— Begin Text section —

Re: Recursive directory traversal with TextInputFormat

Posted by Stefan Richter <s....@data-artisans.com>.
Hi,

I think there is a field in FileInputFormat (which TextInputFormat is subclassing) that could serve your purpose if you override the default:

/**
 * The flag to specify whether recursive traversal of the input directory
 * structure is enabled.
 */
protected boolean enumerateNestedFiles = false;
As for compression, I think this class also provides a InflaterInputStreamFactory to read compressed data.

— End Text section —

• [Objective] Carry on the forum reply about recursive directory traversal with TextInputFormat, starting right after its last sentence. The records that come next are separate material and have no connection to the forum reply on recursive directory traversal.

— Begin Data entries —

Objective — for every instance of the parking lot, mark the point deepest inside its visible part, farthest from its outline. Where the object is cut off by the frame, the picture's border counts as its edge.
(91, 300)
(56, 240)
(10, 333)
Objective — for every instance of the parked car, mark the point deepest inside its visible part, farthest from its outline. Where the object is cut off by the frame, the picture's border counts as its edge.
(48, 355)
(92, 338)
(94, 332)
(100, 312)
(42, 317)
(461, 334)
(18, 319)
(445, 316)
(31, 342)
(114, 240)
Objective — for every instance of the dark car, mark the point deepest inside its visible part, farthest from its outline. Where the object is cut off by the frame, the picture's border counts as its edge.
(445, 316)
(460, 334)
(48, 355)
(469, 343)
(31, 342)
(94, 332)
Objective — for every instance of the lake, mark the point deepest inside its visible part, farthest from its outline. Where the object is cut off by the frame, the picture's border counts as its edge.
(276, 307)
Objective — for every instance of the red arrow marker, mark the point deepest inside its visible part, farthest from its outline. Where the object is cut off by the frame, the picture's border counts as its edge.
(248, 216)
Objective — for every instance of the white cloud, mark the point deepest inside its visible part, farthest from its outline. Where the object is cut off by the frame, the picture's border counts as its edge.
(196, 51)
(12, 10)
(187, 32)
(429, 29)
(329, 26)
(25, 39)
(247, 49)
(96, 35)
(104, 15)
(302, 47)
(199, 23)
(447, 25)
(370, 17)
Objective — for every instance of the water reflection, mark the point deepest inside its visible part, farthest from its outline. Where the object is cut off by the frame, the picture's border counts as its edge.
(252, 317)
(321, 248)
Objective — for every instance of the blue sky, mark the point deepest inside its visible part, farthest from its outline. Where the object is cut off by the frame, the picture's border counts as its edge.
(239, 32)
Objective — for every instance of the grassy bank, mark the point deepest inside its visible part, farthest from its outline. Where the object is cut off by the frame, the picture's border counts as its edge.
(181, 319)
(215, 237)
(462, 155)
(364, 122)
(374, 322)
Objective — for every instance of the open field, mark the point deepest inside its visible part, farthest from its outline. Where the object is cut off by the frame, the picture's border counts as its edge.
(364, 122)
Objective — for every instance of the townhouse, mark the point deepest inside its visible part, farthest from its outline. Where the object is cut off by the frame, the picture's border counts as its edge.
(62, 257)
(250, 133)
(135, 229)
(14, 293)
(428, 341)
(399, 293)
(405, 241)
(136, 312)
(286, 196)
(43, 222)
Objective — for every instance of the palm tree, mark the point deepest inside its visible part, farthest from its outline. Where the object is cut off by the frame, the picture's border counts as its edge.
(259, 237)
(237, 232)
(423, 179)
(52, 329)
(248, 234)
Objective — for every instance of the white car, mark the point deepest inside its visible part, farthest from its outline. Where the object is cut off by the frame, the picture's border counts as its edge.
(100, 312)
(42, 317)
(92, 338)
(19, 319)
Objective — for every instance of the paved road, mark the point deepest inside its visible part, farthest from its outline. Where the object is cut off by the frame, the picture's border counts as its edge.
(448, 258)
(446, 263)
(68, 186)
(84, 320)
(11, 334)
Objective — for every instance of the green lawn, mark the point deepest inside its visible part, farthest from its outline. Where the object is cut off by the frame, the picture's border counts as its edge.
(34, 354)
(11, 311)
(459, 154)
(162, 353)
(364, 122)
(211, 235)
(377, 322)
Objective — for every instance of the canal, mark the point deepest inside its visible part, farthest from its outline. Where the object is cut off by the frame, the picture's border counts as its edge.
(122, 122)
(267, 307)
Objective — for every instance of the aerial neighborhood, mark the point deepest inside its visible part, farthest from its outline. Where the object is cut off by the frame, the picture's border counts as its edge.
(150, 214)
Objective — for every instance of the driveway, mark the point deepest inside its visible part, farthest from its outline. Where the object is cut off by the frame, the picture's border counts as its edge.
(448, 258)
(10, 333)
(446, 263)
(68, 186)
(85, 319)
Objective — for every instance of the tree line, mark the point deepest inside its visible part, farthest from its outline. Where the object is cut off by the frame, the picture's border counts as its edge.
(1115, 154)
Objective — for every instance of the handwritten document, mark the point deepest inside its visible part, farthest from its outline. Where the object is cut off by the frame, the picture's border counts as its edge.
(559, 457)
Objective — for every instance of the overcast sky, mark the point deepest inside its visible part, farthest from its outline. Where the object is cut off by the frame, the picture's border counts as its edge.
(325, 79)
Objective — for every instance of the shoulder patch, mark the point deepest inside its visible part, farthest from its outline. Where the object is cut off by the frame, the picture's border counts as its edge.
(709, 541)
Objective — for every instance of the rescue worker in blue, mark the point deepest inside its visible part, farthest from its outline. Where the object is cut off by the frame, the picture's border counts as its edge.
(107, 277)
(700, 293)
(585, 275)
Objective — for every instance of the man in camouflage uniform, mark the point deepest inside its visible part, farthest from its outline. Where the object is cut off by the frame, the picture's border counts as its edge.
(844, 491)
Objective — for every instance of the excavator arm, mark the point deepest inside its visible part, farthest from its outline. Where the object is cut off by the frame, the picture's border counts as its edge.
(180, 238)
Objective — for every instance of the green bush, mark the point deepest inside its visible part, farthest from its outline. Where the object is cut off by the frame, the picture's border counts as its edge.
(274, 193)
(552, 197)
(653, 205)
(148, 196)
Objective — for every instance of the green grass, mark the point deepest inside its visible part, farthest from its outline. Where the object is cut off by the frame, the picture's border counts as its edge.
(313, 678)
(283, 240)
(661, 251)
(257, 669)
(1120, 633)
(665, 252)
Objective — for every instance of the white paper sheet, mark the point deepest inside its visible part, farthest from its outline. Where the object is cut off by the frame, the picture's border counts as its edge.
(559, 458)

— End Data entries —

• [Written answer]
Best,
Stefan

> Am 07.12.2016 um 12:10 schrieb Lukas Kircher <lu...@uni-konstanz.de>:
> 
> Hi all,
> 
> I am trying to read nested .csv files from a directory and want to switch from a custom SourceFunction I implemented to the TextInputFormat. I have two questions:
> 
> 1) Somehow only the file in the root directory is processed, nested files are skipped. What am I missing? See the attachment for an SSCCE. I get the same result with flink 1.1.3 no matter if I run it via the IDE or submit the job to the standalone binary. The file input splits are all there, yet they don't seem to be processed.
> 
> 2) What is the easiest way to read compressed .csv files (.zip)?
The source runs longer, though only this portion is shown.